[[ Text excerpt open ]]

Posters that read “TTIP – Get off the Fields!” or “TTIP, Up the Wrong Tree” referred to the free-trade agreement between the E.U. and U.S., currently in negotiation to the exclusion of the public. The agreement could downgrade European standards regarding environmental concerns and food safety and includes regulations on the use of GM technology, treating livestock with hormones and the use of pesticides. The precautionary principle of the E.U., that is, that the manufacturer verifies a product’s safety with respect to human health before putting it on the market, could be softened. This would open the floodgates of Europe to U.S. agribusiness. It is feared that aggressive marketing strategies would ruin small-scale farming infrastructure, potentially leading it to die out.
Shortly before turning onto Wilhelmstraße we find ourselves in a strange smelling haze. The beekeepers have smoked out the entire procession with their smokers! They were criticizing the widespread use of pesticides and genetically modified seeds as possible causes of colony collapse disorder. Beekeepers receive no agricultural subsidies whatsoever although they contribute to pollinating a large percentage of field crops.
With “Vielfalt statt Einfalt” (Diversity Instead of Sameness) a change of thinking in conventional agricultural practices was being urged with regards to seed patenting and the increasing expansion of monocultures worldwide.
Passing the Department of Agriculture we walked and danced ourselves in a zig-zag through the government district, which isn’t exactly hustling and bustling on Saturday. At least three drum groups and some rowdy participants with music created a high-spirited atmosphere and various chants gave expression to political demands.

[[ Text excerpt closed ]]

*Instructions*:
1. List the regulatory areas that, according to the protest march excerpt, the free-trade agreement includes.
2. According to the protest march excerpt, why did the beekeepers smoke out the procession?

[[ Supplied information open ]]

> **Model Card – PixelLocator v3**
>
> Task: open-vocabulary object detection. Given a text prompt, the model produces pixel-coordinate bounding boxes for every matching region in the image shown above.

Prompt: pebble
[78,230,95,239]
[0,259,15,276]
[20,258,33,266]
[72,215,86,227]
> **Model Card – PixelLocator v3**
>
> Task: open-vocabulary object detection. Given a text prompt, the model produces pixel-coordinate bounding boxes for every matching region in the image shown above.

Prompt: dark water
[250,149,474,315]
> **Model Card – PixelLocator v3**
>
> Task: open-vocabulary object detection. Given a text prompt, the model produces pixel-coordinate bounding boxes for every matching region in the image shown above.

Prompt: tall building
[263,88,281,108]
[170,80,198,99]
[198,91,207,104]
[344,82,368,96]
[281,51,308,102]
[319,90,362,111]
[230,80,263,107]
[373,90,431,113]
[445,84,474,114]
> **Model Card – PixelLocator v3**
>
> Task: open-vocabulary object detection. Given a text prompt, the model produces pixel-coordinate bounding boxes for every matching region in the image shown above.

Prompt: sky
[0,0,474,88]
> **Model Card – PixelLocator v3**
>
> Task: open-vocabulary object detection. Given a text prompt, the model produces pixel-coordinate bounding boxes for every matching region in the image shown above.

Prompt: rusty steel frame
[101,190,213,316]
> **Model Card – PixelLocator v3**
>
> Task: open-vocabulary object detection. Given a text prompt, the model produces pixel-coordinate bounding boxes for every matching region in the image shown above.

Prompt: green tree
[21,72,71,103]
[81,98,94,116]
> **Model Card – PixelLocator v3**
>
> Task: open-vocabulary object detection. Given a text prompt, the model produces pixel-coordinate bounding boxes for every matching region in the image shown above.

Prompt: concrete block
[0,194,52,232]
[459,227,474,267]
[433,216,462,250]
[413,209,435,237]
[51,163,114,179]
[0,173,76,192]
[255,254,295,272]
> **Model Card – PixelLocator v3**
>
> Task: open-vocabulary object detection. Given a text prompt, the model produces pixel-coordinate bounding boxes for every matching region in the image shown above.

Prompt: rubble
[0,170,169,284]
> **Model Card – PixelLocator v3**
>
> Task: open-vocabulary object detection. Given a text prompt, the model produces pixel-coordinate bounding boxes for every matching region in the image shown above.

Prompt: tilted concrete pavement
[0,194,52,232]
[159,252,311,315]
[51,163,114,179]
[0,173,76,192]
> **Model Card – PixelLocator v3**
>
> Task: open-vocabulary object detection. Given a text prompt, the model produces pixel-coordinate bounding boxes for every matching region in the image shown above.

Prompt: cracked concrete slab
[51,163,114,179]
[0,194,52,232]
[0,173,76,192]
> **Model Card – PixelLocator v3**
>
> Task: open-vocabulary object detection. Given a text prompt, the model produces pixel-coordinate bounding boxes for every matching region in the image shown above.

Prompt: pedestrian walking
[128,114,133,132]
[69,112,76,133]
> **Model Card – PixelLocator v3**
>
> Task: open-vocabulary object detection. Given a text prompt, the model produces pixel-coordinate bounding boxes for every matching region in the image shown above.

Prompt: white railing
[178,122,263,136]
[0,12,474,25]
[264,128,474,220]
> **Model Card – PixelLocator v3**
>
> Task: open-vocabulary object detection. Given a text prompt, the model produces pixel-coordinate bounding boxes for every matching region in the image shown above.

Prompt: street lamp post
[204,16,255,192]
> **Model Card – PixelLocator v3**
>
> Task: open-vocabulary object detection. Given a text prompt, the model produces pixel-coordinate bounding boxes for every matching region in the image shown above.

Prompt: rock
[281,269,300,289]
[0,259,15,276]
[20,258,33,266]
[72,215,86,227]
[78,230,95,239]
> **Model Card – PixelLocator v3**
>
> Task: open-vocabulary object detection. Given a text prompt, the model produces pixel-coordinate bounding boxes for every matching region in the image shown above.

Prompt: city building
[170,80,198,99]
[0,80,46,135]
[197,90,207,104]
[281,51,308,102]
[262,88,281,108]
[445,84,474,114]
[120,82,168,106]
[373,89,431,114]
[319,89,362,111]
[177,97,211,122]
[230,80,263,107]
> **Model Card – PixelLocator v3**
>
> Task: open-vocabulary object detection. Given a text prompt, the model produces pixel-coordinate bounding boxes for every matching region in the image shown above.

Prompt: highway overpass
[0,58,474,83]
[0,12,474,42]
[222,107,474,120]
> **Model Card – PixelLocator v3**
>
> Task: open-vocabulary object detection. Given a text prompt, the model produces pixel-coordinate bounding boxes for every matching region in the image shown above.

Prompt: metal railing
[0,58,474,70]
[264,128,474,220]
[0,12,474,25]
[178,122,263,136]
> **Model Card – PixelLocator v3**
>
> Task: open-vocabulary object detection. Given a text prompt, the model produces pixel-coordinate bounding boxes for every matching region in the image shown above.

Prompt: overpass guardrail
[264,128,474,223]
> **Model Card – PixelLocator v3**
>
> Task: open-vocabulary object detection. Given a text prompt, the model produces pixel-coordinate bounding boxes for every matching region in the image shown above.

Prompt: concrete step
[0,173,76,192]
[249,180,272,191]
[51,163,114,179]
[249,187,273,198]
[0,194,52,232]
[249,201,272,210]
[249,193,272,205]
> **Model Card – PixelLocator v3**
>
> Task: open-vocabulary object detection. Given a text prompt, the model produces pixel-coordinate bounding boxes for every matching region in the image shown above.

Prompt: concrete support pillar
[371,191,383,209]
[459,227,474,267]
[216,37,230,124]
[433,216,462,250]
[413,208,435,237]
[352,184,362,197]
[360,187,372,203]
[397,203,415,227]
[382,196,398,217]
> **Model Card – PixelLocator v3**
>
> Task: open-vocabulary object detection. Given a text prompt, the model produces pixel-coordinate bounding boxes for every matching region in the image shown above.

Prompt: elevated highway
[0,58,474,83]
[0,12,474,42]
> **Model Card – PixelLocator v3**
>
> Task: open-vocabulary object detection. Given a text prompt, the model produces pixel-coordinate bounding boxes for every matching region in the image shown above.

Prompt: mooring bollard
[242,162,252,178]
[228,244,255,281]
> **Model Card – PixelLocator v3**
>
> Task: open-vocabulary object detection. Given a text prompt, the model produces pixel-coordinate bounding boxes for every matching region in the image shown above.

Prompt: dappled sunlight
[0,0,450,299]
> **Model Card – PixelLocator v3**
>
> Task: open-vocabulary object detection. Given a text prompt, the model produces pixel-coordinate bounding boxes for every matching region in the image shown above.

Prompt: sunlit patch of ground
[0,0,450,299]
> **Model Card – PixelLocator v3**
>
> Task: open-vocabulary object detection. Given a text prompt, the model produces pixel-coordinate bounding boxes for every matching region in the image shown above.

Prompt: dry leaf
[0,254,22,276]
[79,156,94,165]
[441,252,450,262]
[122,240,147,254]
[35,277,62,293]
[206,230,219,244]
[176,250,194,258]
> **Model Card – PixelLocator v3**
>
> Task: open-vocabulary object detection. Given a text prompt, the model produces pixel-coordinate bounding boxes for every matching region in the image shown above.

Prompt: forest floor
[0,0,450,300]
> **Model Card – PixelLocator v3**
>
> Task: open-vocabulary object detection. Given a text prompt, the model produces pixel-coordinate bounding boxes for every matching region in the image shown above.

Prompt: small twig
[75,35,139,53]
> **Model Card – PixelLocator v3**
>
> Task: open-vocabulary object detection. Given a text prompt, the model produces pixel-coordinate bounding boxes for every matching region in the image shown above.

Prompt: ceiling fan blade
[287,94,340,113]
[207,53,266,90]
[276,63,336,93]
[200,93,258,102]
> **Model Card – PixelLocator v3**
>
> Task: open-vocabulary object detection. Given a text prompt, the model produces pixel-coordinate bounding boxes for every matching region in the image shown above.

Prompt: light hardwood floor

[[ Supplied information closed ]]

*Solutions*:
1.
- The use of GM technology
- Treating livestock with hormones
- The use of pesticides

2. The beekeepers were criticizing the widespread use of pesticides and genetically modified seeds as possible causes of colony collapse disorder.